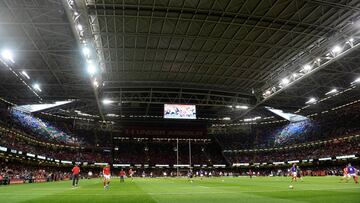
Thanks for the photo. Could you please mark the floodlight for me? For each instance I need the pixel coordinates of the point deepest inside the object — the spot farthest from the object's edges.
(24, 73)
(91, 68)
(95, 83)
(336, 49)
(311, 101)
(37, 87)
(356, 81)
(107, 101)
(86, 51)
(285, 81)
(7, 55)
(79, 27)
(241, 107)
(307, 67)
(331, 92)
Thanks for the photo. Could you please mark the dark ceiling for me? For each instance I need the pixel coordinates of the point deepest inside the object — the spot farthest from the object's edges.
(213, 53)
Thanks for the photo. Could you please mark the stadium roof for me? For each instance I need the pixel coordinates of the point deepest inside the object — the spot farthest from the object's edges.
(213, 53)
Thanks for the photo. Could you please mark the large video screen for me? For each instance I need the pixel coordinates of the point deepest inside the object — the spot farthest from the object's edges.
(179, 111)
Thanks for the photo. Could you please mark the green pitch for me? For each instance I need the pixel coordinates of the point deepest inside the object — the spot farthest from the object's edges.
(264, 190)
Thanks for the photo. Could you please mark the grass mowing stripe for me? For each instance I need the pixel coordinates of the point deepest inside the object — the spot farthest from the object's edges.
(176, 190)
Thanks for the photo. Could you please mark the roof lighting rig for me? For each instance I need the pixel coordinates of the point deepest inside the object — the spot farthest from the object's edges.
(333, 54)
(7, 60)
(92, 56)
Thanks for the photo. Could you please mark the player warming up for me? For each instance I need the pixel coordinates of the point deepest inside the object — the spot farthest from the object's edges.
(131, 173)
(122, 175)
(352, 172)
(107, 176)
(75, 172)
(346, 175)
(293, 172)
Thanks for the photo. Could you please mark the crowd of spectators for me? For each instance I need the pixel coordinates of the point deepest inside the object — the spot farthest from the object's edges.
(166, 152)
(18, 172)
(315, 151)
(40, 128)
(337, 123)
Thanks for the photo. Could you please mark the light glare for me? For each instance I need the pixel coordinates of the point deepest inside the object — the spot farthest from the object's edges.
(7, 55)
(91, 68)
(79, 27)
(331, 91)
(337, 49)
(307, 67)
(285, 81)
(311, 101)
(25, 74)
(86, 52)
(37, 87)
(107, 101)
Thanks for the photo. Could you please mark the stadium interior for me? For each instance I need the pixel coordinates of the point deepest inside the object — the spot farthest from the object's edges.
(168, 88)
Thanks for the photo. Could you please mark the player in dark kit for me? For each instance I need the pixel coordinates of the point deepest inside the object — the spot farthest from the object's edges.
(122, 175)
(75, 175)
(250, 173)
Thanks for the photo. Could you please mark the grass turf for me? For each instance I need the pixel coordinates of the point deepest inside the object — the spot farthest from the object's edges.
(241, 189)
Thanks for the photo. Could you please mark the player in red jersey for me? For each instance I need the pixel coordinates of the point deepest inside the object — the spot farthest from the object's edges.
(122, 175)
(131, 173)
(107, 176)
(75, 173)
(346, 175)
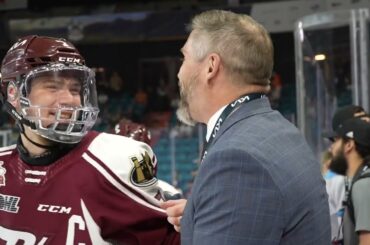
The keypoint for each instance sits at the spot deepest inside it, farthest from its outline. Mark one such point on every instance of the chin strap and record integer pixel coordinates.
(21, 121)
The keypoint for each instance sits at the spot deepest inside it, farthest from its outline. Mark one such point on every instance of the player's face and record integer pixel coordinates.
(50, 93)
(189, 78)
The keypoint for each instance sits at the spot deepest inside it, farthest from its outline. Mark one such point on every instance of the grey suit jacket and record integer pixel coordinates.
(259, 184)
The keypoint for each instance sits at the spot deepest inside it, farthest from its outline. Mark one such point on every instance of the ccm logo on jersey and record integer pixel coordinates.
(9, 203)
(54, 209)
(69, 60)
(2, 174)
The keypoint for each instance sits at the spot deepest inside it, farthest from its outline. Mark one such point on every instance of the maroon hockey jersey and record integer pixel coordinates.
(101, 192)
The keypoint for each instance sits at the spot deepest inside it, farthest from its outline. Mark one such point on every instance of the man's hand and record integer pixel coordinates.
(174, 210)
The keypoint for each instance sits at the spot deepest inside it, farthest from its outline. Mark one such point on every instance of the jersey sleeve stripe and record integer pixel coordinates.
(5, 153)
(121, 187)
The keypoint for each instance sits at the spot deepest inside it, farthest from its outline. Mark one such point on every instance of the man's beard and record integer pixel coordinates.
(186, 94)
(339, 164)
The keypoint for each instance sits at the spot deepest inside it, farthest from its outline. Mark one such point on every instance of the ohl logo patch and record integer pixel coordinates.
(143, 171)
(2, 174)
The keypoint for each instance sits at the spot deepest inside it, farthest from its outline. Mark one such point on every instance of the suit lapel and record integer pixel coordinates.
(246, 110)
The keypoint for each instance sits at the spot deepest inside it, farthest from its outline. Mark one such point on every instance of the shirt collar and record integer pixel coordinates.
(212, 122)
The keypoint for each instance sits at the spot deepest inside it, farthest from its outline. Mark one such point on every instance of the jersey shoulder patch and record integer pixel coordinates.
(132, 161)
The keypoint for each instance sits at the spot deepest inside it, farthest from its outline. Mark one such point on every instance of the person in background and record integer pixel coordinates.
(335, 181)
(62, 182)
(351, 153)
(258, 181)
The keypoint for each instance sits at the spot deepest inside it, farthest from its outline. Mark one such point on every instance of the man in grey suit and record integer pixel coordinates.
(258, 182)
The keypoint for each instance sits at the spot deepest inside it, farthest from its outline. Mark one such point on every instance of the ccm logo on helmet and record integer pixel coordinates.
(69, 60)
-=-=-
§ PROBLEM REQUIREMENTS: Drop the images and repeat the data exactly.

§ OUTPUT BELOW:
Thanks for the photo. Could you please mark the floodlight for me? For each instance I need the pixel coordinates of the point deepest inside the object — the spot farthest from the object's edges.
(24, 73)
(91, 68)
(95, 83)
(336, 49)
(311, 101)
(37, 87)
(356, 81)
(107, 101)
(86, 51)
(285, 81)
(7, 55)
(79, 27)
(241, 107)
(307, 67)
(331, 92)
Thanks for the photo. Could you please mark the dark ceiling for me? For each instance I need the pixel coordinates of the point deepest inside the object — the spot farthest from the object's edges.
(213, 53)
Thanks for the photo. Could you please mark the stadium roof for me? For each instance I need the pixel coordinates of the point deepest inside the object — the spot farthest from the object's edges.
(213, 53)
Thanks for the photo. Could you please mark the large video screen for me? For each instance I need the pixel coordinates of the point deepest inside the object — the spot farthest from the object's edges.
(179, 111)
Thanks for the photo. Could you please mark the green pitch for me? For each instance I need the pixel coordinates of the point deepest inside the object — the spot farthest from the object's edges.
(264, 190)
Thanks for the photo. Could you please mark the grass mowing stripe for me? For each instance I need the pixel coordinates of the point deepest inside the object — the spot farthest from the object's edges.
(176, 190)
Thanks for the photo. Could you please mark the roof lighting rig for me? For each instance I need the pixel coordinates of the point deepest inside the object — the spot farthest from the object's edges.
(333, 54)
(7, 60)
(92, 56)
Thanks for the photo. Could you please mark the player warming up for me? For each instance I need the pixel coordinates of the point deepest inside the object — the spot farthest from the object's edges.
(131, 173)
(122, 175)
(352, 172)
(107, 176)
(75, 172)
(346, 175)
(293, 172)
Thanks for the photo. Could you please mark the crowd of spectators for me? For each instance I need the pixel coordinates of the point deepest inside the object — the spot farthest from the object's edges.
(166, 152)
(18, 172)
(315, 151)
(40, 128)
(337, 123)
Thanks for the photo. Could you please mark the light glare for me? For each instance I need the pixel coordinates of the point deepest inside the object — the spot farthest from the object's edges.
(7, 55)
(91, 68)
(79, 27)
(331, 91)
(337, 49)
(307, 67)
(285, 81)
(311, 101)
(25, 74)
(86, 52)
(37, 87)
(107, 101)
Thanks for the photo. Could you please mark the stadium interior for me? For each instance I need the pixel coordinates of the point deepest inside the object — the spot farthest from the object's edges.
(168, 88)
Thanks for the photo. Could you please mark the player in dark kit for me? For each instance I need the pixel coordinates of the point deepest inside the object — the spot farthest from the object's edges.
(122, 175)
(75, 175)
(250, 173)
Thanks for the photo. Could you please mark the grass turf for me? For each instance I need the pixel coordinates of the point deepest inside the object — the spot farthest from the object's edges.
(241, 189)
Thanks for the photo. Could you please mark the player in red jersey for me? For each instance I need the pixel coordinates of the point deepest inside the object — the spot farthest from the object's edges.
(122, 175)
(131, 173)
(107, 176)
(75, 173)
(346, 175)
The keypoint for each instance sits at the spot deepest inside it, farthest from its outline. Mark one such point on every instance of the chin strap and record integer pixel coordinates.
(21, 121)
The keypoint for each instance sits at the spot deepest inside it, farthest from its outline. Mark one such point on every instance of the player's face and record integer pixel coordinates.
(50, 93)
(189, 78)
The keypoint for each instance sits at the spot deepest inside it, farthest from its outline. Mark one such point on every instance of the grey suit jacket and record integer pixel coordinates.
(259, 184)
The keypoint for each instance sits at the spot deepest inside it, farthest from its outline. Mark one such point on every instance of the ccm logo on jersey and record integer pixel coordinates.
(9, 203)
(54, 209)
(69, 60)
(2, 174)
The keypoint for each instance sits at the spot deepest inside it, farthest from its outline. Mark one such point on every instance of the maroon hockey jersey and record integer pixel coordinates.
(101, 192)
The keypoint for each instance sits at the spot deepest inside it, farthest from its outline. Mark one such point on every instance of the man's hand and record integer pixel coordinates.
(174, 210)
The keypoint for each instance sits at the spot deepest inside it, farthest from its outline. Mark one such point on every instance of the jersey sleeve stripe and record integer pixel coordinates.
(5, 153)
(121, 187)
The keypoint for each instance sits at the spot deepest inside it, farthest from its outline. Mark one such point on every instance of the man's beard and record integer pixel coordinates.
(186, 94)
(339, 164)
The keypoint for each instance sits at the spot deepest inside it, farthest from its outline. Mark one such point on every instance of the ohl logo patch and record integer pixel coordinates.
(143, 171)
(2, 174)
The keypoint for each instance sits at the spot deepest inside it, farthest from its outline. Mark one such point on every instance of the suit lapel and record integer pixel coordinates.
(246, 110)
The keypoint for each instance sits at the spot deepest inside it, farthest from its outline. Mark one such point on every instance of the shirt collar and record integer pixel coordinates.
(212, 122)
The keypoint for each instance sits at the spot deepest inside it, farthest from its outline. Mark one such point on every instance of the jersey shoulder patch and record integer pixel coordinates.
(132, 161)
The keypoint for each instance sits at the spot deepest inside it, farthest from its outline. Mark one such point on every instance of the person in background and record integer pixel coordinates.
(335, 181)
(62, 182)
(351, 153)
(258, 181)
The keypoint for each instance sits at the spot deepest inside it, farthest from its outline. Mark one such point on every instance of the man in grey suit and record integer pixel coordinates.
(258, 182)
The keypoint for each instance sits at the spot deepest inside it, farthest from its outline. Mark one such point on every instance of the ccm logo on helmet and record integer pixel coordinates.
(69, 60)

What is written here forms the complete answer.